+++ Extracto del documento

¿Y después de Castillo qué?
Está claro que los aliados fundamentales de Pedro Castillo fueron y siguen siendo la mentira, el engaño y la desinformación dentro del contexto de una alevosa ignorancia, falta total de manejo de la cosa pública y rampante y vil corrupción.
Como llegamos a un nivel tan deleznable en el que el falso campesino del sombrero confunde a Ucrania con Croacia -seguramente por un sentido cacofónico de la política- y su exministro de Economía, Pedro Francke, ha señalado que no le entendía de la misma medida cuando trataban temas económicos (por cierto, como buen caviar, dijo esto después de que lo sacó del cargo).
Ocurrió porque la pandemia puso clamorosamente en evidencia la enorme Deuda Social que los gobiernos de las últimas décadas -todos coludidos con la corrupción y la incompetencia social- han dejado, provocando el invento de un outsider por parte de un electorado desinformado, harto de la violencia estructural y proclive a la demagogia comunista.
Tenemos que salir de Castillo y la mafia que formalmente encabeza. Pero no para retornar a más de lo mismo en un escenario cuyo centro de exhibición es precisamente el Congreso de la República con alta presencia de corrupción e inconsistencia como consecuencia de la conversión de gran parte de los partidos políticos en maquinarias electorales al servicio de lo que hoy llaman “dueños”.
Y a esa tarea, tan urgente como la de sacar al seudo prosor, debemos abocarnos: construir una gran conciencia nacional que, con sentido crítico, siente las bases firmes de una democracia con justicia social y sin corrupción con plena certidumbre de que la opción antisistema -que levantó vuelo con Humala- no es válida para la Revolución Pacífica que requiere el Perú con urgencia.
Más allá de las indispensables reformas que enderecen los entuertos dejados por la “reforma” pergeñada por Vizcarra con la asesoría de Tuesta Soldevilla, se requiere terminar con la caparazón plutocrática del quehacer político en donde “plata como cancha” se ha convertido hasta en una marca registrada mientras los ideales y los programas son meros vehículos de presentación para obtener los votos de un electorado de “desconcertadas gentes”, como diría Piérola.

++++++
+++ Extractos de datos

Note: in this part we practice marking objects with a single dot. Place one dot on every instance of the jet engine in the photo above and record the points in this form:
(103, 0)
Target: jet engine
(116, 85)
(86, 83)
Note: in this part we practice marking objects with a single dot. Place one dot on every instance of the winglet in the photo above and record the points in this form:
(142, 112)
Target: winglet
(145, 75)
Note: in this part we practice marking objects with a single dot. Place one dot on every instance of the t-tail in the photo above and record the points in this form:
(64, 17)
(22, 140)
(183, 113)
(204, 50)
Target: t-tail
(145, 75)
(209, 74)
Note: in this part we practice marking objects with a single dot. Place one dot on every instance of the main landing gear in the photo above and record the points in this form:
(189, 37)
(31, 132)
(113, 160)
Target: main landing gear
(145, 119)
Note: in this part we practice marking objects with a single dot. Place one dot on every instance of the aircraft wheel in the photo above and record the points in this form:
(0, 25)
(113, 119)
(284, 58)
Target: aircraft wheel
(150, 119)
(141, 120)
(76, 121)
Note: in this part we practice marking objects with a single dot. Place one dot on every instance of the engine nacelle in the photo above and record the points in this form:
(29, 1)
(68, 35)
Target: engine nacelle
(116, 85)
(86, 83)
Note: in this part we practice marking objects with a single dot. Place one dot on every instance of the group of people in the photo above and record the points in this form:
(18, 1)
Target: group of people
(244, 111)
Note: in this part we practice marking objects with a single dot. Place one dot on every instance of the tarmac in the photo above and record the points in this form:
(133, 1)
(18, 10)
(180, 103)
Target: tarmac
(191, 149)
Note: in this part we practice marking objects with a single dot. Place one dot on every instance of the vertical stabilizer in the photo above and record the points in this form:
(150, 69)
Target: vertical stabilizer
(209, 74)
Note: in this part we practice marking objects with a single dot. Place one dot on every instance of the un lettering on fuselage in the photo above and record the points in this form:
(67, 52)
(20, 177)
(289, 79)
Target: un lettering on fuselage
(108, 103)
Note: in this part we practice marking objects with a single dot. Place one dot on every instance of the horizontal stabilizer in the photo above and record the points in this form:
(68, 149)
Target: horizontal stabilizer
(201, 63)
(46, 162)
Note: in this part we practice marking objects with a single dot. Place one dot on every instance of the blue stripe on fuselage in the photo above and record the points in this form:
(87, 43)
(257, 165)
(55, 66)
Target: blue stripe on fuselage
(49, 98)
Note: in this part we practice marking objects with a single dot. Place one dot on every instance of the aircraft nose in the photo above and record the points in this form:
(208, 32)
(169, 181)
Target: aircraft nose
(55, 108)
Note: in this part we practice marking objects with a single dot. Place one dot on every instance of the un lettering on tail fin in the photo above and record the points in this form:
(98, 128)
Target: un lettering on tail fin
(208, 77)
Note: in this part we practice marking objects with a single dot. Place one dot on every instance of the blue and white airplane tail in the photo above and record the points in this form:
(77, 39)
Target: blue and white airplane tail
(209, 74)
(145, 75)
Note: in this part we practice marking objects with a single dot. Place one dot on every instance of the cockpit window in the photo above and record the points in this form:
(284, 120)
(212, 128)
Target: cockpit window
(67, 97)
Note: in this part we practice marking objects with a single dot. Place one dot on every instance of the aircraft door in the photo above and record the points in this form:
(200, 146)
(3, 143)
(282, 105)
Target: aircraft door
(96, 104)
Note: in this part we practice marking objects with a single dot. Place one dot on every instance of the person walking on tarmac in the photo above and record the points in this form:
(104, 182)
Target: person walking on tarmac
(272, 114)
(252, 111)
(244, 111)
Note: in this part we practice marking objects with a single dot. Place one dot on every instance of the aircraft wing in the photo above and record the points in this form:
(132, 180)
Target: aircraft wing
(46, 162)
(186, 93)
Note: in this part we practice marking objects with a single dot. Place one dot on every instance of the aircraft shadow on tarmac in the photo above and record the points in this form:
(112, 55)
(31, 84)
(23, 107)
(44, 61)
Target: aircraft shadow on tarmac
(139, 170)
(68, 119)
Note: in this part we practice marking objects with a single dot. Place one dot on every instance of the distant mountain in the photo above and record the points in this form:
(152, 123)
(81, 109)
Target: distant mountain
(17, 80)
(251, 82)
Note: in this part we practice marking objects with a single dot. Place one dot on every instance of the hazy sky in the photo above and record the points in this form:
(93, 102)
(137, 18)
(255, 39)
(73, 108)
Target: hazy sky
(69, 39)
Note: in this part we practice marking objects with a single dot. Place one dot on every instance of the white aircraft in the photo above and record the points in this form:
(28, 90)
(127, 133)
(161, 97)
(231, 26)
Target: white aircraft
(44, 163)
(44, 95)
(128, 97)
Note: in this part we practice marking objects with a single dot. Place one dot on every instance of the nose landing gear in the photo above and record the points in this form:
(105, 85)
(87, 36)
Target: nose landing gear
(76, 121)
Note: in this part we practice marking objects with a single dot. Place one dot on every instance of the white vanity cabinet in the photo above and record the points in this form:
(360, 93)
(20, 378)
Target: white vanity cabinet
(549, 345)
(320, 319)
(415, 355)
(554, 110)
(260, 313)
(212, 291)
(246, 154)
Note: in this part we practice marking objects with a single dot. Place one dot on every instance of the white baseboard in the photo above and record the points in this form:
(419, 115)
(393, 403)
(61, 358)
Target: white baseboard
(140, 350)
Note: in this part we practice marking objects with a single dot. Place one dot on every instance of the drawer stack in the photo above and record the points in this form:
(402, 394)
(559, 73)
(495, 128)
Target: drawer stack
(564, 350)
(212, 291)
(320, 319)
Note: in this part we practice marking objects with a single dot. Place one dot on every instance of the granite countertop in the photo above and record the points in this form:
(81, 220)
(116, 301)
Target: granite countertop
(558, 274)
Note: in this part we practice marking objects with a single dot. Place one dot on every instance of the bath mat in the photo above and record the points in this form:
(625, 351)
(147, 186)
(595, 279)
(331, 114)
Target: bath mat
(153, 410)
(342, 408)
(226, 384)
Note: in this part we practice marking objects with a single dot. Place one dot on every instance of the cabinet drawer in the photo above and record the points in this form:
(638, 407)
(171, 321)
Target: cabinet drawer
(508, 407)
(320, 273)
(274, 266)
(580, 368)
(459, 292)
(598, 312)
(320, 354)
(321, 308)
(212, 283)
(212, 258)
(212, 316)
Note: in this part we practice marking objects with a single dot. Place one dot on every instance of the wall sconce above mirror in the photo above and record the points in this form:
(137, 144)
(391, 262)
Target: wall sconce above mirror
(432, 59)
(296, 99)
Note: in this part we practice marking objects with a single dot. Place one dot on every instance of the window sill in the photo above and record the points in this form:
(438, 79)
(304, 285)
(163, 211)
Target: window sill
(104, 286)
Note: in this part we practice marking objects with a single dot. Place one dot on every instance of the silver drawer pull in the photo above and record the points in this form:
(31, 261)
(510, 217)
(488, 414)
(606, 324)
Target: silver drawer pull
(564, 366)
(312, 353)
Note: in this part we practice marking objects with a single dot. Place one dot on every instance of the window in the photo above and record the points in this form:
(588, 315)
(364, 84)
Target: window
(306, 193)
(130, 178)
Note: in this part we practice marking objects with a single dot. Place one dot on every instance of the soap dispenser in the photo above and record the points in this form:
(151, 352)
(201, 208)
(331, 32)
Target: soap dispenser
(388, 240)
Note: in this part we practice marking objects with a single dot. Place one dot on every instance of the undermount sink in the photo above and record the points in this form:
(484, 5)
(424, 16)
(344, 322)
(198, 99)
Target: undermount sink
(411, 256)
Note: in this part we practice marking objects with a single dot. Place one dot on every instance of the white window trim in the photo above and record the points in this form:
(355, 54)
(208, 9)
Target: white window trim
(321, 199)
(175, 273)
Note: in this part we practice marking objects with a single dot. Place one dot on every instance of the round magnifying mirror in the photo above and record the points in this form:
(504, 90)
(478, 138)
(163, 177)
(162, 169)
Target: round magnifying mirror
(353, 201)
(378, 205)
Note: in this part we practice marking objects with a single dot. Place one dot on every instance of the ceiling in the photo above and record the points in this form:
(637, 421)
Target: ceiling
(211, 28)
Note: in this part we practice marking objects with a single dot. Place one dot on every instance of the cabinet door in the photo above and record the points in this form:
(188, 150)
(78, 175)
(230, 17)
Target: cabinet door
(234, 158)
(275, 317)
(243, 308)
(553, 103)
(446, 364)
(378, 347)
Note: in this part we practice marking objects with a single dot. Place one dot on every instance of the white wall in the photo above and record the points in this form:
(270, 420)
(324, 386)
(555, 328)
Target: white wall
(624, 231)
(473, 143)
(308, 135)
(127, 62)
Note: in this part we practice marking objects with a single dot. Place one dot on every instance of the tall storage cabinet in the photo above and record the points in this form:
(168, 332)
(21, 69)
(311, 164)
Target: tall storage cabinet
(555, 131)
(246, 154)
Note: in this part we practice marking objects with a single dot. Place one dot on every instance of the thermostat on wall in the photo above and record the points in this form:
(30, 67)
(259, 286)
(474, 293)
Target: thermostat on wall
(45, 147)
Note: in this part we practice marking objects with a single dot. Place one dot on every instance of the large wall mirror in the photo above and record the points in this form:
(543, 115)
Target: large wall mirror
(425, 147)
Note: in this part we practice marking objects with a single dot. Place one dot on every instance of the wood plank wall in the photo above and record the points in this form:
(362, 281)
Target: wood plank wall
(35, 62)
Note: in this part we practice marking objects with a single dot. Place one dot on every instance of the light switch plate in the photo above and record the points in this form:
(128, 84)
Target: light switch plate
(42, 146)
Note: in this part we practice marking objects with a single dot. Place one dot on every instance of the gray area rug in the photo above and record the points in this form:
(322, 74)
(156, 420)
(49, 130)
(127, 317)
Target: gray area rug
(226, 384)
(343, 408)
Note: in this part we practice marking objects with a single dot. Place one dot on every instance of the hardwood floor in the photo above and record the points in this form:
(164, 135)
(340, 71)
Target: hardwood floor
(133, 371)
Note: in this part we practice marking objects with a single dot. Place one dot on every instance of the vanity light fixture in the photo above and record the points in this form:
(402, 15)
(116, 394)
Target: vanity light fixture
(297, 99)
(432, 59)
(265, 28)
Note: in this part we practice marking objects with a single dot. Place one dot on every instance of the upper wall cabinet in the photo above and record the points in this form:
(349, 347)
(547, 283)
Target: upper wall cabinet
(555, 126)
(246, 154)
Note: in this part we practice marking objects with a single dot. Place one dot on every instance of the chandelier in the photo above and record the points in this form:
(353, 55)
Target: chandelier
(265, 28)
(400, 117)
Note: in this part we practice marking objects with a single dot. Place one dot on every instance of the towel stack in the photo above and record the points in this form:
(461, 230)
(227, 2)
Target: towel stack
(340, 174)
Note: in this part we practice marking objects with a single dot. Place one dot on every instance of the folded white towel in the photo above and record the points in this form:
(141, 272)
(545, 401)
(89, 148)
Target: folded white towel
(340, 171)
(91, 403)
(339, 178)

++++++

Ejercicios
**A)** Según la columna sobre Castillo, ¿por qué se llegó a un nivel político tan bajo? Explícalo en una a tres oraciones.
**B)** Cita de la columna sobre Castillo el pasaje que va desde “Y a esa tarea, tan” hasta “Perú con urgencia.”.
Las entradas no hacen falta para resolver ninguna de estas tareas.

Soluciones
**A)** Se llegó a ese nivel porque la pandemia dejó en evidencia la enorme Deuda Social acumulada por los gobiernos de las últimas décadas, coludidos con la corrupción y la incompetencia social. Eso llevó a un electorado desinformado, harto de la violencia estructural y proclive a la demagogia comunista, a inventar un outsider.

**B)**
Y a esa tarea, tan urgente como la de sacar al seudo prosor, debemos abocarnos: construir una gran conciencia nacional que, con sentido crítico, siente las bases firmes de una democracia con justicia social y sin corrupción con plena certidumbre de que la opción antisistema -que levantó vuelo con Humala- no es válida para la Revolución Pacífica que requiere el Perú con urgencia.